** START OF EXCERPTED RECORDS **
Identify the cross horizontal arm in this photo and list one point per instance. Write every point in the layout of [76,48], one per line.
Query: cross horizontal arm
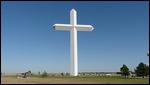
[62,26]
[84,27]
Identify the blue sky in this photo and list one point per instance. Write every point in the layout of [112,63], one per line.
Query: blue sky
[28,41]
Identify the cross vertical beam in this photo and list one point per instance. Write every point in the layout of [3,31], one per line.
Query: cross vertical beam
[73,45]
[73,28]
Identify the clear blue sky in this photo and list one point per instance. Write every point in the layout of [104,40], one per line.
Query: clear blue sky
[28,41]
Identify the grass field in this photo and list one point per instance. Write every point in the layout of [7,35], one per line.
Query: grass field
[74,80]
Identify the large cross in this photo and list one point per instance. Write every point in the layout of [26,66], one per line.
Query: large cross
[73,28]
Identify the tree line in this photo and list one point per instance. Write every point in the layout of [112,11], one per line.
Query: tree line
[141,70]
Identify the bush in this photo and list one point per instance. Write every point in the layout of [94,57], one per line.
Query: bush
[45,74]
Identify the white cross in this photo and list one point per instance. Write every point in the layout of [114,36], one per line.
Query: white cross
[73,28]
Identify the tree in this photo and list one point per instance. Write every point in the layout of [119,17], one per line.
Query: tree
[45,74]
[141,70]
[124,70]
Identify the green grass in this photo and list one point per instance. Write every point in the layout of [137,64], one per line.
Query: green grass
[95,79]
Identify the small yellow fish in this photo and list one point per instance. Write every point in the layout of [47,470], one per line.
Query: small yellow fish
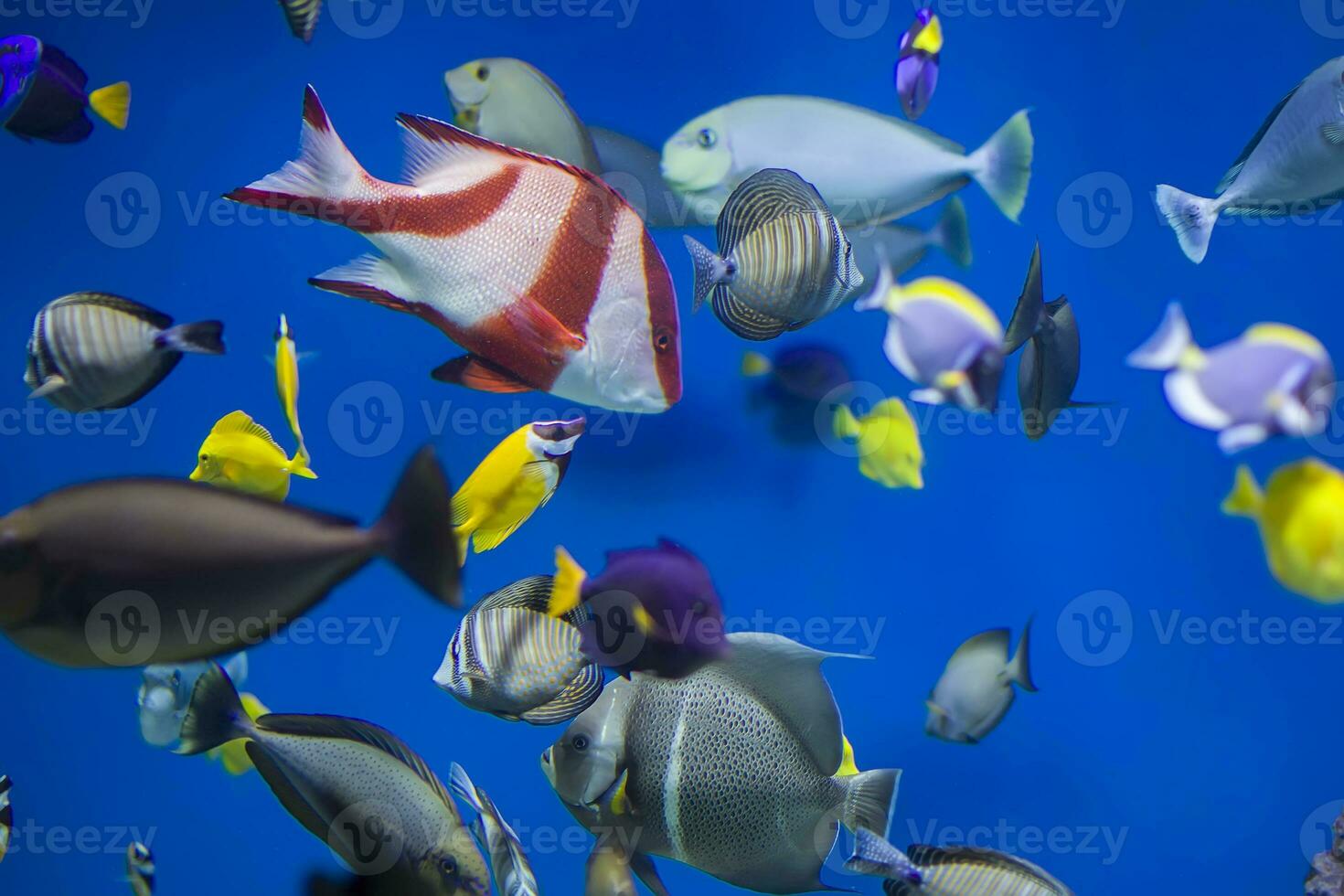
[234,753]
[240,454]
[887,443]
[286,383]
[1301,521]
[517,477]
** END OF EXCERPTED RECORDS **
** START OF EXCERPTED RECORDS **
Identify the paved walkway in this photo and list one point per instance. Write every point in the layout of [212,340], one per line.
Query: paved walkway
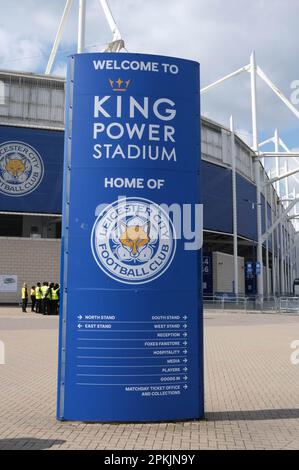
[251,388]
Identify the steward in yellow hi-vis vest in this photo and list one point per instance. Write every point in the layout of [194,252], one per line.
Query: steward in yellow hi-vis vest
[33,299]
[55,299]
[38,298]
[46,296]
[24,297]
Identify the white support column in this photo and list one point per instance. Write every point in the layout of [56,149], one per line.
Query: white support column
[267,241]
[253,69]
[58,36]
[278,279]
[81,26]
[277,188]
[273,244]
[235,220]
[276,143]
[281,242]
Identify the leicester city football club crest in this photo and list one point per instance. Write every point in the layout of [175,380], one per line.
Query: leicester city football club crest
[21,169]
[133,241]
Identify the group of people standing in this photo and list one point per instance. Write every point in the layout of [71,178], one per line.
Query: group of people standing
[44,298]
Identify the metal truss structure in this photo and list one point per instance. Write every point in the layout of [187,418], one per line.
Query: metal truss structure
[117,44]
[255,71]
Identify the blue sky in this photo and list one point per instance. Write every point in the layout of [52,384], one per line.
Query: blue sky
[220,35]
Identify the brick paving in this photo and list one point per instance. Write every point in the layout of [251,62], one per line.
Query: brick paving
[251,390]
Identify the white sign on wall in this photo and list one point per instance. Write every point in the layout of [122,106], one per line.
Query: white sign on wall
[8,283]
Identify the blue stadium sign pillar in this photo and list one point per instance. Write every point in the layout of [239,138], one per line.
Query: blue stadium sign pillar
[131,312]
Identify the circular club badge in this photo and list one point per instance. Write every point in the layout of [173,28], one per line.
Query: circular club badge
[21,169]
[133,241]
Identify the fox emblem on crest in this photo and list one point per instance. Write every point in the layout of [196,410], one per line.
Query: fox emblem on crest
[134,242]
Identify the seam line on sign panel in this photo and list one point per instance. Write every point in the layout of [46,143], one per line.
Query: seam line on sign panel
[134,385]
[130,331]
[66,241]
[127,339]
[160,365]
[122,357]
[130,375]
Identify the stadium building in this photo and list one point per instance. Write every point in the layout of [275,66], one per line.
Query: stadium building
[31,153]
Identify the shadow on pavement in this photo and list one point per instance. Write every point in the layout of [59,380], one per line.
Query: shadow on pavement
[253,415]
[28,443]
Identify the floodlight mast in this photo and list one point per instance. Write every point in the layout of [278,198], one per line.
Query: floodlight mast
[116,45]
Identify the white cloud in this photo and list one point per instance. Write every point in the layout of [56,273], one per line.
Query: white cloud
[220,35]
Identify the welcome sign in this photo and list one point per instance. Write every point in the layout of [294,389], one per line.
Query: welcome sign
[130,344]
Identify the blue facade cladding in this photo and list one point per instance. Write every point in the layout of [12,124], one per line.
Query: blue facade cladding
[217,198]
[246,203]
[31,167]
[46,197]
** END OF EXCERPTED RECORDS **
** START OF EXCERPTED RECORDS **
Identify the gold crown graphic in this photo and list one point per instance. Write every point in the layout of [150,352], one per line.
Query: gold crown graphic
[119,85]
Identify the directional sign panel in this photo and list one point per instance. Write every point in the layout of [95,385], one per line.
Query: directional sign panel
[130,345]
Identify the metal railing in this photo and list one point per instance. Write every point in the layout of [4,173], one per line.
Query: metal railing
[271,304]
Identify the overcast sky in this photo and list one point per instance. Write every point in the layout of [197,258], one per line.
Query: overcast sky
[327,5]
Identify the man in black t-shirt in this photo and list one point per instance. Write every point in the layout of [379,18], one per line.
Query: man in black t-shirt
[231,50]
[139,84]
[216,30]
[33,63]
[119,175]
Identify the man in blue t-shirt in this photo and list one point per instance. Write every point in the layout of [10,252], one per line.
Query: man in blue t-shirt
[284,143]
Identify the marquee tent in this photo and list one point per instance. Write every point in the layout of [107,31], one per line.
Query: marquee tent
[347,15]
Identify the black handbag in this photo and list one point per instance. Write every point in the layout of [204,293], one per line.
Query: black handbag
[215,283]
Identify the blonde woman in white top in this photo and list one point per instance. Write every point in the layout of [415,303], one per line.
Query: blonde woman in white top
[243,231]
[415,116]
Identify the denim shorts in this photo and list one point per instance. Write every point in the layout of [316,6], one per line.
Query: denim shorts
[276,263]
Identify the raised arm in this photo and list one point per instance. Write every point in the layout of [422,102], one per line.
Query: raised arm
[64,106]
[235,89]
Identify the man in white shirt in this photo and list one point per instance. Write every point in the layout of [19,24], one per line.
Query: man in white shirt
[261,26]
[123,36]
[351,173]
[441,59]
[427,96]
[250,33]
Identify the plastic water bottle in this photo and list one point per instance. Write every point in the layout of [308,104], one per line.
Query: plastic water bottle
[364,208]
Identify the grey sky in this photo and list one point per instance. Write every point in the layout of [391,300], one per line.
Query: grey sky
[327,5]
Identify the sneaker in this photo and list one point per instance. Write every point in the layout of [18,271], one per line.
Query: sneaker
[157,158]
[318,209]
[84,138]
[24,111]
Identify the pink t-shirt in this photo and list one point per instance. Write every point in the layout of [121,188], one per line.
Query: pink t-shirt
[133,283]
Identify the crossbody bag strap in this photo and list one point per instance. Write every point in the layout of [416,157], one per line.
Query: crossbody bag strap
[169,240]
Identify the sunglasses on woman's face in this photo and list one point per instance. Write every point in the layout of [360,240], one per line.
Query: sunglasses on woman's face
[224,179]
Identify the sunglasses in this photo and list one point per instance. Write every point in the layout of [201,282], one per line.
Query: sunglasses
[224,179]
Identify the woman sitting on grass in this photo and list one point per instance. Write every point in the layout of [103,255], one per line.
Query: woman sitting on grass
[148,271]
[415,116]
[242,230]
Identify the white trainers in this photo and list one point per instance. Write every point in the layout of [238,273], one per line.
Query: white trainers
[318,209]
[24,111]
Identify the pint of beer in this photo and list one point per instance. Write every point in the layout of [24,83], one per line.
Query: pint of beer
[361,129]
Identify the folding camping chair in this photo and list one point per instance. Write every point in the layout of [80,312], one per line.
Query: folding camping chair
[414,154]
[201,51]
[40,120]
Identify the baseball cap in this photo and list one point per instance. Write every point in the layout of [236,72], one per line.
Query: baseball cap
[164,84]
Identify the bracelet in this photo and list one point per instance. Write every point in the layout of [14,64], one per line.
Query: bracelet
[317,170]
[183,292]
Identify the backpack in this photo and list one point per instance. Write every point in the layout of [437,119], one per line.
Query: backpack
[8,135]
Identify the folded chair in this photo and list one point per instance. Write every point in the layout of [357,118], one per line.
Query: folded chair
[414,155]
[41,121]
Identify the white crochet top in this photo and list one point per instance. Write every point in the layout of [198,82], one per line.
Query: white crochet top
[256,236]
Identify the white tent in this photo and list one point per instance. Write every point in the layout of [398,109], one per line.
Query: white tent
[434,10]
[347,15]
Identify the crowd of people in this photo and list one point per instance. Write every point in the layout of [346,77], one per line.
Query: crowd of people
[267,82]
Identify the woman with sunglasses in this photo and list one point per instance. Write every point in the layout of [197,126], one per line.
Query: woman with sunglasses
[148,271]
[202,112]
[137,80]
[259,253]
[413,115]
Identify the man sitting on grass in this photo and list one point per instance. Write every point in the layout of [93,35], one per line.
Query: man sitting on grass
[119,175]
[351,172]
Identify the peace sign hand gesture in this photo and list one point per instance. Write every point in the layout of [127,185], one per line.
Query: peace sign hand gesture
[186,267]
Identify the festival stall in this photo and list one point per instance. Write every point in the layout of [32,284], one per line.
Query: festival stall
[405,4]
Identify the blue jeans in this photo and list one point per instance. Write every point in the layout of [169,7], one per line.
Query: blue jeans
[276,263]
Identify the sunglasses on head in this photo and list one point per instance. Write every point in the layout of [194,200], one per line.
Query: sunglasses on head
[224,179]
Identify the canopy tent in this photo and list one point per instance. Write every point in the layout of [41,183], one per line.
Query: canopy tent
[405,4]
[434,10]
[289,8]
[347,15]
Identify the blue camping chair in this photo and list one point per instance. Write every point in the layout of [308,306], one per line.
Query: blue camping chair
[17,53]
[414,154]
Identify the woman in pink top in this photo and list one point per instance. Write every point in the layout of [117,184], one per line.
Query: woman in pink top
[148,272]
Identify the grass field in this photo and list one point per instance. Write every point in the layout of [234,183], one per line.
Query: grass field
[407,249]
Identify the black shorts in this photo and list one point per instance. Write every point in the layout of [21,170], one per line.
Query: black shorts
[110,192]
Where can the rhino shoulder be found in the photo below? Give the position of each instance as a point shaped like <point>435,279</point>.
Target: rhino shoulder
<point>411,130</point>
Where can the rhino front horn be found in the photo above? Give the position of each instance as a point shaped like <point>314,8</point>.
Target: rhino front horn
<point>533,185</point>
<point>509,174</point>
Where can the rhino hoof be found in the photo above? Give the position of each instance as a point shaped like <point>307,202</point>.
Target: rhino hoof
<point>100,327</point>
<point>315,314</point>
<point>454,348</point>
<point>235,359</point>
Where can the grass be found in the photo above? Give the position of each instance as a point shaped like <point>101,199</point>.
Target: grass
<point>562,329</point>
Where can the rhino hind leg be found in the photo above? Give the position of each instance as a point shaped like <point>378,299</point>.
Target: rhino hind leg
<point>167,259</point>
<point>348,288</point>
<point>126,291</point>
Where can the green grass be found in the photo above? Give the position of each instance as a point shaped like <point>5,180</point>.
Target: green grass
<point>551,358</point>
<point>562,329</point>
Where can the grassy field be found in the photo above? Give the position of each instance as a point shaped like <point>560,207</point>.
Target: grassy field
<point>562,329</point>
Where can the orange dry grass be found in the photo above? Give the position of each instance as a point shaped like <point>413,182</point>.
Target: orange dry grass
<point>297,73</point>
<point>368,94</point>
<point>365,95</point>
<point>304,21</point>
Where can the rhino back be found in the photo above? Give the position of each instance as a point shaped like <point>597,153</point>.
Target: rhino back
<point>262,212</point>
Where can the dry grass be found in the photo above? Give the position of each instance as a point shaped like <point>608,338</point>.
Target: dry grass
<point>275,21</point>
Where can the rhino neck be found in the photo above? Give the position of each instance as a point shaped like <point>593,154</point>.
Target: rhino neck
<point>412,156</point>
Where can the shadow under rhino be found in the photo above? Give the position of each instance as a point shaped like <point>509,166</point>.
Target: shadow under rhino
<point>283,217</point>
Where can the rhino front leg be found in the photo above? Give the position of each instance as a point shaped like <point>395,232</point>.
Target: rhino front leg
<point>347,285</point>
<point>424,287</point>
** END OF EXCERPTED RECORDS **
### WHAT THE EXERCISE ASKS
Quote word for word the rows starting with the line that contains "Where can the rhino neck" and going on through the line that contains "<point>283,217</point>", including both of those lines.

### SOLUTION TO THE PROBLEM
Where can the rhino neck be found in the photo above? Give the position of each instance as a point shaped like <point>593,154</point>.
Target: rhino neck
<point>412,156</point>
Where can the shadow under rhino be found in the photo above? Give the position of each instance as a point shaped like <point>509,166</point>.
Target: shadow under rhino
<point>283,217</point>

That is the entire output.